* BEGIN Text block *

# Resource Pools

{% hint style="info" %}
Resource pools are part of ZenML's paid features. For availability and plans, see the [pricing page](https://www.zenml.io/pricing).
{% endhint %}

{% hint style="info" %}
Resource pools are only available for [dynamic pipelines](https://docs.zenml.io/how-to/steps-pipelines/dynamic_pipelines).
{% endhint %}

If you run AI or ML work in a shared environment, you have probably seen the same problems: jobs fighting over GPUs, surprise slowdowns when another team launches a big run, or expensive hardware sitting idle while someone waits in a queue. Resource pools are ZenML Pro’s answer. They are aimed at *platform and team leaders* who need clear rules, and at *practitioners* who just want their steps to get the right compute without babysitting the cluster.

Here are typical situations this feature is built for:

**“Our production jobs must finish—no surprises.”**\
You have training, fine-tuning, or inference that cannot vanish because someone else submitted a heavier workload. You want a clear agreement: this stack or this team gets a dependable slice of capacity, and critical steps are not stopped to make room for ad hoc work.

**“We share one pool of GPUs across many teams.”**\
You need one place that describes how much capacity exists, who may use it, and what happens when everyone wants it at once—without maintaining a separate spreadsheet or manual booking process for every pipeline.

**“We paid for the hardware—we should use it when it’s free.”**\
When one group is quiet, you want other teams to use spare capacity so machines do not sit empty. You also want the original team to get their capacity back when they return, without a long negotiation or a cluster reconfiguration every time.

**“Engineers describe needs; ops maps them to reality.”**\
Pipeline authors say what each step requires (GPUs, memory, and so on). Platform or DevOps ties those stacks to the right shared capacity. The same pipeline code can run in different environment or stages without hard-coding cluster details.

**“We need to ration more than just GPUs.”**\
Alongside standard compute, you may need to track things like licenses, special hardware, or how many pipeline steps may run at once. Pools let you treat those as countable resources under the same workspace-level model, as long as your organization agrees on names and units.

None of this replaces your orchestrator or cloud provider—it coordinates demand so teams see fair queuing, optional sharing of idle capacity, and explicit rules for critical versus best-effort work. When you are ready for how ZenML models that behavior, continue with [Introduction to capacity management](#introduction-to-capacity-management) and [Core concepts](#core-concepts).

* END Text block *
* BEGIN Stored records *

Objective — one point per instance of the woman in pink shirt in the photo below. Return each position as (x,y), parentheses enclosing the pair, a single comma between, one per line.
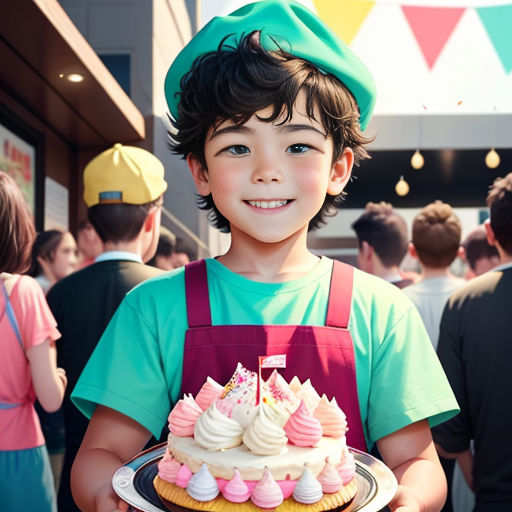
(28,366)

* END Stored records *
* BEGIN Stored records *

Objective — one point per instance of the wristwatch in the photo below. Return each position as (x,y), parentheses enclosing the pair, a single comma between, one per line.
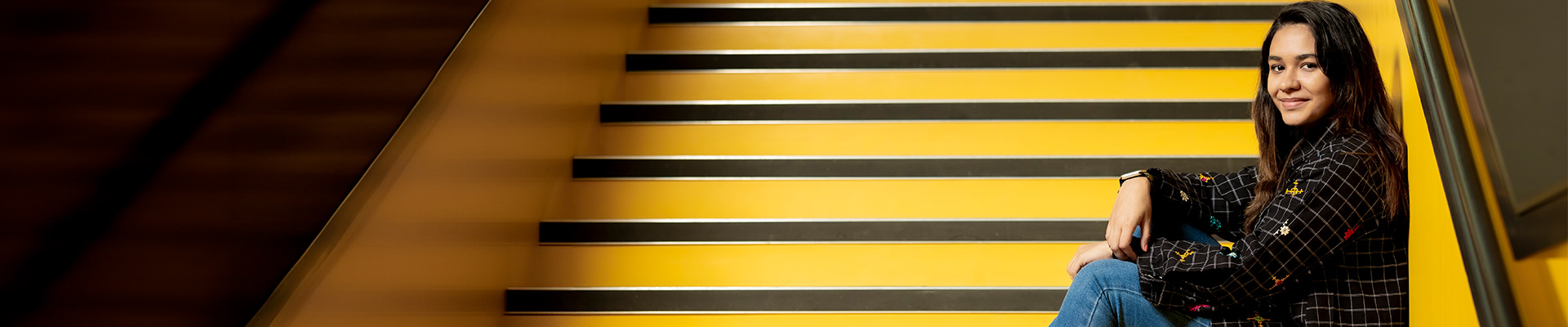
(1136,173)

* END Stored records *
* BEGIN Stored records *

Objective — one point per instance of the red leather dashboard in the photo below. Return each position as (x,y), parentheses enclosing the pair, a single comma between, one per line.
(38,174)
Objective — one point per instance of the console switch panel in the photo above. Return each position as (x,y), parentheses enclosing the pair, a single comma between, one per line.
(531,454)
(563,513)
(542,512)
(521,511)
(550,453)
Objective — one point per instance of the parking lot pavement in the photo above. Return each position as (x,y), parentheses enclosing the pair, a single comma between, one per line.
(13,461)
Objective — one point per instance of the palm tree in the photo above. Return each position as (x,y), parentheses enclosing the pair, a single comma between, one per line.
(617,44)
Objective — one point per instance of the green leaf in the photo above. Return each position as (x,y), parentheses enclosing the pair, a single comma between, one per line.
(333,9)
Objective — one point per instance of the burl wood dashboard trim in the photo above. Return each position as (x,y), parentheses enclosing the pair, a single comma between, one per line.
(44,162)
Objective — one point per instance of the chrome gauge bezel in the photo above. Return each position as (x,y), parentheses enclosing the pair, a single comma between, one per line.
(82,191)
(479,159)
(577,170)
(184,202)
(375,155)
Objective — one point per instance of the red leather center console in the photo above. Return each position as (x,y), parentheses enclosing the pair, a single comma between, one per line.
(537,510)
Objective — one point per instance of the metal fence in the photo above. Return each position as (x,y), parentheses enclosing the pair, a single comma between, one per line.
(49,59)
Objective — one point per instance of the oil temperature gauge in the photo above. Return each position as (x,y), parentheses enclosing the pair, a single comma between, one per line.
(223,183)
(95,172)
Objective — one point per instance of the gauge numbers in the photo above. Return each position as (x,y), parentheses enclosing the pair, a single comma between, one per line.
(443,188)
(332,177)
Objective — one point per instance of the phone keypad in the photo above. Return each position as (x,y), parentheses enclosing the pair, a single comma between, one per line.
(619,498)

* END Stored records *

• **Request**
Reproduce the passage of the resource pools text starting at "Here are typical" and ending at "ad hoc work.", word for word. Work only from the resource pools text and leave the data aside.

• **Final result**
Here are typical situations this feature is built for:

**“Our production jobs must finish—no surprises.”**\
You have training, fine-tuning, or inference that cannot vanish because someone else submitted a heavier workload. You want a clear agreement: this stack or this team gets a dependable slice of capacity, and critical steps are not stopped to make room for ad hoc work.